_EXTRAIT SOURCE_
+--

Irak : le bombardement des civils à Mossoul pourrait constituer un crime de guerre

bombardement aveugle mossoul irak

Des centaines de civils ont été tués par des frappes aériennes alors qu’ils se trouvaient chez eux ou dans des lieux où ils s’étaient abrités, après que le gouvernement irakien leur avait recommandé de ne pas partir durant l’offensive menée pour reprendre la ville de Mossoul au groupe armé se faisant appeler État islamique (EI , Daesh acronyme arabe), a déclaré Amnesty International.

«Les preuves recueillies sur le terrain à l’est de Mossoul font état du schéma alarmant des frappes aériennes de la coalition menée par les Etats-Unis qui ont détruit des maisons entières abritant des familles. Le grand nombre de civils tués laisse penser que les forces de la coalition n’ont pas pris les précautions adéquates pour éviter leur mort, en violation flagrante du droit international humanitaire, ce qui pourrait constituer un crime de guerre.» Tel est le bilan de Donatella Rovera, conseillère principale d’Amnesty International pour les situations de crise, à l’issue de sa mission en Irak.

«Au lieu d’évacuer les civils de zones nouvellement reprises afin de minimiser le risque qu’ils ne soient blessés dans les attaques, les forces irakiennes semblent les avoir mis encore plus en danger en les encourageant à rester chez eux et en établissant des positions militaires à proximité», a-t-elle poursuivi. Elle a aussi ajouté que l’augmentation spectaculaire des pertes civiles dues à ces frappes aériennes et aux combats au sol entre l’armée irakienne et les combattants de Daesh au cours des derniers mois, soulevait la question du caractère licite de ces opérations.

Selon des témoignages, les résidents de Mossoul doivent faire face à des tirs aveugles de mortier effectués non seulement par les combattants de Daesh mais aussi par les forces irakiennes dans des zones habitées. L’ONG ajoute que les tirs de mortiers ne peuvent pas cibler avec précision une cible militaire et que ce type d’armement ne devrait ainsi jamais être utilisé dans des quartiers densément peuplés.

Le 17 mars 2017, une des attaques aériennes les plus meurtrières menée par la coalition a tué jusqu’à 150 personnes dans le quartier de Jadida, à l’ouest de Mossoul, poussant in fine la coalition à annoncer qu’elle menait une enquête sur cette attaque. Une semaine après l’attaque, la coalition a reconnu avoir bombardé le secteur sans pour autant assumer la responsabilité des pertes civiles.

Le 28 mars, le président irakien a annoncé avoir suspendu l’opération dans l’ouest de Mossoul dans le but de «trouver des moyens plus satisfaisants pour lutter contre Daesh» et d’enquêter sur les erreurs des Etats-Unis.

«Les relations entre les deux pays sont stratégiques, et une frappe contre un bâtiment abritant des civils ne signifie pas qu’ils l’ont visé exprès», a-t-il néanmoins ajouté.

Aucun changement dans la stratégie des Etats-Unis «n’est prévu»

+--

_DONNÉES FOURNIES_

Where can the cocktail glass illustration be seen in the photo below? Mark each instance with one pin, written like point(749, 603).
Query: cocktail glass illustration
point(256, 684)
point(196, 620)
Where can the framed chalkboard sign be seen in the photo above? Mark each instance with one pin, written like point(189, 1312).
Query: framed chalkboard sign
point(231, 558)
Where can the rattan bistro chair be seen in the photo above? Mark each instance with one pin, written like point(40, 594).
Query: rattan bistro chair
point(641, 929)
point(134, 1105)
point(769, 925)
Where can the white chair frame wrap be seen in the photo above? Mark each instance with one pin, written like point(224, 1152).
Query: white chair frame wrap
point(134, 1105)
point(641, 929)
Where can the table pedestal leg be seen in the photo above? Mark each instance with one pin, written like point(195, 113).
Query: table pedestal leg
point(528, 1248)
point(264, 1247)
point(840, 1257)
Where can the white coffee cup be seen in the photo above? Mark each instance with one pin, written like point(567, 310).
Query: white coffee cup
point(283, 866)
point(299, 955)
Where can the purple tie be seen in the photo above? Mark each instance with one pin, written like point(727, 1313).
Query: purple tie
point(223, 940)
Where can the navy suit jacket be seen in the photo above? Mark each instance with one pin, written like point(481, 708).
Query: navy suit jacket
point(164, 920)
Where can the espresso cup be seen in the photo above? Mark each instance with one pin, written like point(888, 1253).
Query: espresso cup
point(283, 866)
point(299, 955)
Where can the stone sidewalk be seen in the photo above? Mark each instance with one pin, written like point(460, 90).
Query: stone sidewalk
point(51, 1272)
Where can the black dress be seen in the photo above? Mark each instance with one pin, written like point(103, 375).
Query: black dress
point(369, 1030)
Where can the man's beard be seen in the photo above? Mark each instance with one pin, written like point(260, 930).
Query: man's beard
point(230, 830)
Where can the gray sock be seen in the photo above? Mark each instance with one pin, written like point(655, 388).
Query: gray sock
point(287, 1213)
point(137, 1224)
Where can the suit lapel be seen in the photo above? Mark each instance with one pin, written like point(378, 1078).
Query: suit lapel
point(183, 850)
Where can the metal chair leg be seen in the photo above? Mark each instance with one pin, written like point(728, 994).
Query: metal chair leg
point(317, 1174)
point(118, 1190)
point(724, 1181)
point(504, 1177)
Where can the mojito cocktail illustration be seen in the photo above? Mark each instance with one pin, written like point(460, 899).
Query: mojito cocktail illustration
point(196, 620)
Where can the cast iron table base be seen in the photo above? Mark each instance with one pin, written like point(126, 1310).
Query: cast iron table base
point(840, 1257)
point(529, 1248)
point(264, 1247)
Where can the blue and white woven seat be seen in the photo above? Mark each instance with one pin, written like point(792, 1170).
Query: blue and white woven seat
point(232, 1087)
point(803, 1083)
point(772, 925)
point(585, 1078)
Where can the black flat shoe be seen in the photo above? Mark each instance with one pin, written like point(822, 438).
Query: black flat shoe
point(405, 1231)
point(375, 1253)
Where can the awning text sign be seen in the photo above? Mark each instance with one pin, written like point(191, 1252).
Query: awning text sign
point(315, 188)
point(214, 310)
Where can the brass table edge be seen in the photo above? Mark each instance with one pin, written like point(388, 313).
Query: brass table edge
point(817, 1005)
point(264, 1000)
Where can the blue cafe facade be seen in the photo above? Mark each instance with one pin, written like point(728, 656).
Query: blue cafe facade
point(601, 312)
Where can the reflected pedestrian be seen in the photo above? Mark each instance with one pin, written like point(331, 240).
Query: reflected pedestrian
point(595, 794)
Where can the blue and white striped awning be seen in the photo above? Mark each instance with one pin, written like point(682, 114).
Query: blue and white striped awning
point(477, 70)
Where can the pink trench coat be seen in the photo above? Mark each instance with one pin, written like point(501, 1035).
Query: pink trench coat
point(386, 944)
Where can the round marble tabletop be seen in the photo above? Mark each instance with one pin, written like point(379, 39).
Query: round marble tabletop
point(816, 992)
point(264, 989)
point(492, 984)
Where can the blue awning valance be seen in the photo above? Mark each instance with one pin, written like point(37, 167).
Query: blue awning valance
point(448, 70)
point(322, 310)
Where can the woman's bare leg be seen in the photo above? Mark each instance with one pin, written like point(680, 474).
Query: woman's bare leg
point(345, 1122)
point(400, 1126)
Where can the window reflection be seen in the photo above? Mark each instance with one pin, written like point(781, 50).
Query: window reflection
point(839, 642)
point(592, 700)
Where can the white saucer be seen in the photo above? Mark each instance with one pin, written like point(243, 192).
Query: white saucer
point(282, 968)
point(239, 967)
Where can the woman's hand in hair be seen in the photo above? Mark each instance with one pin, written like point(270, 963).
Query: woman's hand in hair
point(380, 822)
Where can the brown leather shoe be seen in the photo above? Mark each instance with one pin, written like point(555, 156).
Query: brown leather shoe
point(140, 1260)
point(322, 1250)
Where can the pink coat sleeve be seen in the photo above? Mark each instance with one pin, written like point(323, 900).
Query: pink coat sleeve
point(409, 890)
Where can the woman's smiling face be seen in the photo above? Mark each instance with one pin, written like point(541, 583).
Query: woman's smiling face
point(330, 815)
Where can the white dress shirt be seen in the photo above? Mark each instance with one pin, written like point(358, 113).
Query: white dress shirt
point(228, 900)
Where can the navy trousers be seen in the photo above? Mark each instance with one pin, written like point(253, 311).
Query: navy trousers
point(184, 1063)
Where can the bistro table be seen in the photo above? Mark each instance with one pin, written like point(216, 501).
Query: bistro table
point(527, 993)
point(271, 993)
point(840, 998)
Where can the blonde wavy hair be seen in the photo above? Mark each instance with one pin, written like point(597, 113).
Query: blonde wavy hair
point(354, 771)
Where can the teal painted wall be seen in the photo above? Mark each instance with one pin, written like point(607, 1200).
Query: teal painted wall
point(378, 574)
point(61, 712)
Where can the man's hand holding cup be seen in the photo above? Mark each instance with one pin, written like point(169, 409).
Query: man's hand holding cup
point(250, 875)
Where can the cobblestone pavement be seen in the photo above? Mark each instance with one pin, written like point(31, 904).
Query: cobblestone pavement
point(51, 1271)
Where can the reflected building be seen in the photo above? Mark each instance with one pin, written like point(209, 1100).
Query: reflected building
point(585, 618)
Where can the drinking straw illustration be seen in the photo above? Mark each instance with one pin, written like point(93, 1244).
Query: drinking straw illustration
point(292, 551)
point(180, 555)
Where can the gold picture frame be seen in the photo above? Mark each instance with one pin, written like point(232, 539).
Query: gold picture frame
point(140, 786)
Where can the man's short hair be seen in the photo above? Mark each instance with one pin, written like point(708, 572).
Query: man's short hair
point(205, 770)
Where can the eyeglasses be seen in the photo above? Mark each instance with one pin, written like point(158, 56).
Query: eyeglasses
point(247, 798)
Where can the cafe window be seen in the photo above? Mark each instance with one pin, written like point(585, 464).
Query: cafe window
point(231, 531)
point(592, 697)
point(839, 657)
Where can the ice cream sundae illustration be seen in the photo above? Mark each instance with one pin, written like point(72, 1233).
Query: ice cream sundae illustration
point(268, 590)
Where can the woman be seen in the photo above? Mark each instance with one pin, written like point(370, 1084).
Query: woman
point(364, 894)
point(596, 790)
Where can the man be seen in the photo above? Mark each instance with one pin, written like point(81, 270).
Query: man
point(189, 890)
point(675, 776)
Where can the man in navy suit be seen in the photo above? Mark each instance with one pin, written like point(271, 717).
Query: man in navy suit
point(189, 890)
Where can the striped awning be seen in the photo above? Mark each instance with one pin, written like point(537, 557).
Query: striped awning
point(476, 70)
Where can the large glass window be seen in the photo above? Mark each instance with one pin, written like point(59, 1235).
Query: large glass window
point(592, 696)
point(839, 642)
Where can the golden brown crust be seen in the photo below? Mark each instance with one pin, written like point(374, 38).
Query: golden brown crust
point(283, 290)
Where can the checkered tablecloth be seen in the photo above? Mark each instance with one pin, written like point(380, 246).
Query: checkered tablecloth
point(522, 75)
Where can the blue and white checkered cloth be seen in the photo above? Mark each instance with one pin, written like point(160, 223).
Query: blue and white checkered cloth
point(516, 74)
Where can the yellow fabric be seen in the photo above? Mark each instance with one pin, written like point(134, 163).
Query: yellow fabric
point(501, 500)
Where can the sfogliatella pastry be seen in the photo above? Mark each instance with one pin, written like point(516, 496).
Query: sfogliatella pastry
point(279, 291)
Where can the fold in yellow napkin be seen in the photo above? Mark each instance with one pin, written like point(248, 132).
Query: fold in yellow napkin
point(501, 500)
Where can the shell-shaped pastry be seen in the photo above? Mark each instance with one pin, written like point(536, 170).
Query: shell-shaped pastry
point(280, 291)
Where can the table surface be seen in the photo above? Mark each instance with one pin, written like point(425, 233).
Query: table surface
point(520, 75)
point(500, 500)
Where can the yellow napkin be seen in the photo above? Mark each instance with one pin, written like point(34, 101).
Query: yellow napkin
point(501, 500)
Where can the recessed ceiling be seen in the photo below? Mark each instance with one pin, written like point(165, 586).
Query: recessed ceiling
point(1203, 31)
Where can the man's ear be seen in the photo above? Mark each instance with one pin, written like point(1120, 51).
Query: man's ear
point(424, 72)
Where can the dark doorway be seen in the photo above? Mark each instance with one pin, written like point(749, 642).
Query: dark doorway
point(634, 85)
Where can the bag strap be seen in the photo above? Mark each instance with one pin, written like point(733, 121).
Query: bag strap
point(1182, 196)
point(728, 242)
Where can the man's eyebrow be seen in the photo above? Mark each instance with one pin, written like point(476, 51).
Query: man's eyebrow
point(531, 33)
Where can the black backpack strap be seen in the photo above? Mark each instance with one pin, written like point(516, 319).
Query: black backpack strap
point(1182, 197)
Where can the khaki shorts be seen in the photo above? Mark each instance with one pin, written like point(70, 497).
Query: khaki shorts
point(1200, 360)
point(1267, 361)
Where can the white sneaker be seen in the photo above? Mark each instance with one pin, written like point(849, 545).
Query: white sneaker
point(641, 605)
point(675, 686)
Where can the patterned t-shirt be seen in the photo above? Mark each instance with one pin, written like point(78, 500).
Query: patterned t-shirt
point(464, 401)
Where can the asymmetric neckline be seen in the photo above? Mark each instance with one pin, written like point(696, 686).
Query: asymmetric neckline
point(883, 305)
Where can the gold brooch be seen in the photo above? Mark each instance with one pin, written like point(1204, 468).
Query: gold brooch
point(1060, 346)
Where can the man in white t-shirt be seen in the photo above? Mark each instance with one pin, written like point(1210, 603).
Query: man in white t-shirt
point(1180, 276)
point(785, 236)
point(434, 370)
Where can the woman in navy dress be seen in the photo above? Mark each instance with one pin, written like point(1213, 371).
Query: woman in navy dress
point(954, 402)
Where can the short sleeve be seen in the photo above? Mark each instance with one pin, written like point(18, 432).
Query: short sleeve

+--

_CONSIGNE_
D'après l'extrait source, combien de personnes la frappe aérienne de la coalition du 17 mars 2017 a-t-elle tuées dans le quartier de Jadida ?

_SOLUTION_
Jusqu'à 150 personnes.